● **Work item**:
Please restate each entry exactly, without skipping any.

Material provided below:

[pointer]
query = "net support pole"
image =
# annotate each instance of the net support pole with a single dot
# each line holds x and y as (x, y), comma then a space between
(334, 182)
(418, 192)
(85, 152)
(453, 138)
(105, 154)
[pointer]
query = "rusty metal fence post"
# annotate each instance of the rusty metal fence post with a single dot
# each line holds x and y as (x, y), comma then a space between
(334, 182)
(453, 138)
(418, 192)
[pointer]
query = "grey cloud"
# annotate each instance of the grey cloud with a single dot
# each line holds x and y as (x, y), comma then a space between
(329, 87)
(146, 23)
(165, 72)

End of Material provided.

● **Exercise response**:
[pointer]
query = "net support pole"
image =
# annotate each instance of the net support pole with a single dot
# each line holds x and y as (x, y), comma then a space between
(334, 182)
(418, 192)
(85, 152)
(453, 138)
(105, 154)
[pointer]
query = "rusty metal fence post"
# annotate each instance of the rusty metal fence post with a single dot
# each line holds x and y as (x, y), comma then a space between
(334, 182)
(453, 138)
(418, 192)
[pointer]
query = "grey cloud"
# annotate each instance of the grey cloud with a single dot
# each line holds x and y as (x, y), comma then a space between
(329, 87)
(146, 23)
(165, 72)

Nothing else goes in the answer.